August 2010

  • August 18, 2010
    Guest Post

    By Rick Hasen, William H. Hannon Distinguished Professor of Law, Loyola Law School - Los Angeles and Publisher, Election Law Blog.
    Does this week's Ninth Circuit order putting on hold any gay marriages in California pending the resolution of appeals in the case mean that the appellate court is likely to reverse Judge Walker's decision declaring California's Proposition 8 unconstitutional? Or, to the contrary, does the fact that the Ninth Circuit also ordered the Proposition 8 proponents to brief the question whether the initiative proponents have standing to appeal in the case mean that the Court is likely to dismiss the appeal without reaching the merits? I believe caution is in order, and that proponents and opponents of gay marriage should read very little into the Ninth Circuit's order as to how that court is likely to decide the Proposition 8 case. But the Ninth Circuit's decision to issue a stay could increase the chances that the Supreme Court ultimately will side with gay marriage supporters.

    Let's begin with the tenuous relationship between the stay order and an ultimate resolution of this case in the Ninth Circuit. As ACSBlog readers no doubt know, on August 4, federal district judge Vaughn Walker declared unconstitutional under the equal protection and due process clauses California's Proposition 8, an initiated constitutional amendment which bars same sex-marriage. On August 12, Judge Walker denied the request by Proposition 8's proponents to stay his ruling pending appeal, though he issued a temporary stay to allow the proponents time to seek a stay from the Ninth Circuit. Judge Walker's stay denial raised the question whether initiative proponents have adequate standing to bring an appeal in the case (given that California government officials have aligned themselves with plaintiffs' position that Proposition 8 is unconstitutional and were not going to appeal).

GIVEN INFORMATION:

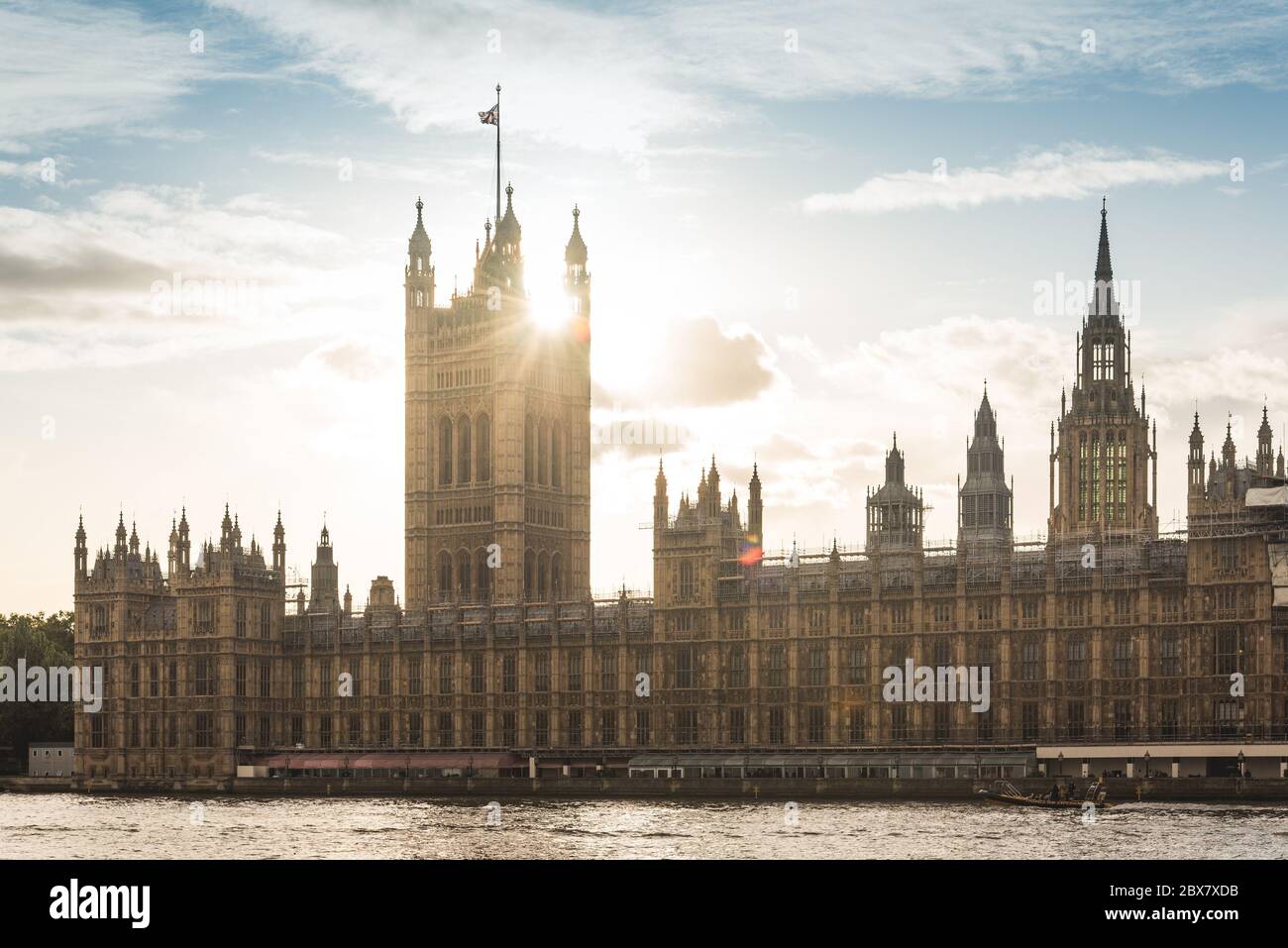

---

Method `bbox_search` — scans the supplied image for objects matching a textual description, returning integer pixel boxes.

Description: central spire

TO-DO LIST:
- A) Revise the part of the Proposition 8 post that opens with the words containing "August 2010" and closes with "Election Law Blog.", substituting "Invited Commentary" for "Guest Post".
- B) Answer these questions from the Proposition 8 post:
(i) On what date did Judge Walker declare Proposition 8 unconstitutional?
(ii) What professorship does Rick Hasen hold at Loyola Law School - Los Angeles?
(iii) What did Judge Walker deny on August 12?
The lines after the Proposition 8 post are separate material.

RESPONSES TO THE TASKS:
- A)
August 2010

  • August 18, 2010
    Invited Commentary

    By Rick Hasen, William H. Hannon Distinguished Professor of Law, Loyola Law School - Los Angeles and Publisher, Election Law Blog.

- B)
(i) August 4.
(ii) William H. Hannon Distinguished Professor of Law.
(iii) The request by Proposition 8's proponents to stay his ruling pending appeal.